TO DO ::
Show all lines from the records below in which the string "every" is present.

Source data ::
^^^^

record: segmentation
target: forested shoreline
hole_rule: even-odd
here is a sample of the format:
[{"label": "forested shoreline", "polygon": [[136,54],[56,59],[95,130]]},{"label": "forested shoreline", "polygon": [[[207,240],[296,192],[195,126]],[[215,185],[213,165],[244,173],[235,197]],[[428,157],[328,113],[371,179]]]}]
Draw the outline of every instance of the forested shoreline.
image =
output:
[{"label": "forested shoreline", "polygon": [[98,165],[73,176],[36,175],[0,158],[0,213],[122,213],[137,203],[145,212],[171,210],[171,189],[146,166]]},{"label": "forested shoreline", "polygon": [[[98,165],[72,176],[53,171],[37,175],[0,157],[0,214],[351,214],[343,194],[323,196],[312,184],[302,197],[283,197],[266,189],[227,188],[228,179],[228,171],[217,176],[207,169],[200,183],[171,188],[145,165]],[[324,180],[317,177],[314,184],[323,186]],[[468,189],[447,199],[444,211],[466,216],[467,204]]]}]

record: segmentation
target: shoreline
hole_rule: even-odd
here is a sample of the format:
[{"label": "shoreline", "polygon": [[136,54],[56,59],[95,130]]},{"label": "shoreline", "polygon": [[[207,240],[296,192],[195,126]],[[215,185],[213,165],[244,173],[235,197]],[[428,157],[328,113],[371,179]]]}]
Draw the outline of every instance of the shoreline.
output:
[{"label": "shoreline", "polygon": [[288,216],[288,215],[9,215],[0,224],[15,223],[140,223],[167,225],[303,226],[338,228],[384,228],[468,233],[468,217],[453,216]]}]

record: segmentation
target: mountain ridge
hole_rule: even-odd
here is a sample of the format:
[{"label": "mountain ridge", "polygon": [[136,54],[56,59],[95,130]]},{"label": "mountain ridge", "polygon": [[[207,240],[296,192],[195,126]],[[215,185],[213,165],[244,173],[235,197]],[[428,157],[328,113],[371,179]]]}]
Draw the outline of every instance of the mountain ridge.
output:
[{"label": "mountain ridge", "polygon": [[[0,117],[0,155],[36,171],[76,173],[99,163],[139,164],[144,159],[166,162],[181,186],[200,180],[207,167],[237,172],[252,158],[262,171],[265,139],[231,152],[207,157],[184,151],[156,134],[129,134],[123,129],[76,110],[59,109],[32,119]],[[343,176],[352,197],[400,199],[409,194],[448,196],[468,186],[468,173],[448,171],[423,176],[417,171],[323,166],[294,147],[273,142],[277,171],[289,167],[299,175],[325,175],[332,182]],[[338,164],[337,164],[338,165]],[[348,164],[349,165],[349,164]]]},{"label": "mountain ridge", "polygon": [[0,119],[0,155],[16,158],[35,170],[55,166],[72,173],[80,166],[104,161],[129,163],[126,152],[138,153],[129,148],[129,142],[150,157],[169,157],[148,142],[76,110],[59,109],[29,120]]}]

^^^^

SOLUTION TO THIS PROBLEM ::
Draw the outline of every instance of the forested shoreline.
Draw the outline of every instance of the shoreline.
Draw the outline of every instance of the mountain ridge.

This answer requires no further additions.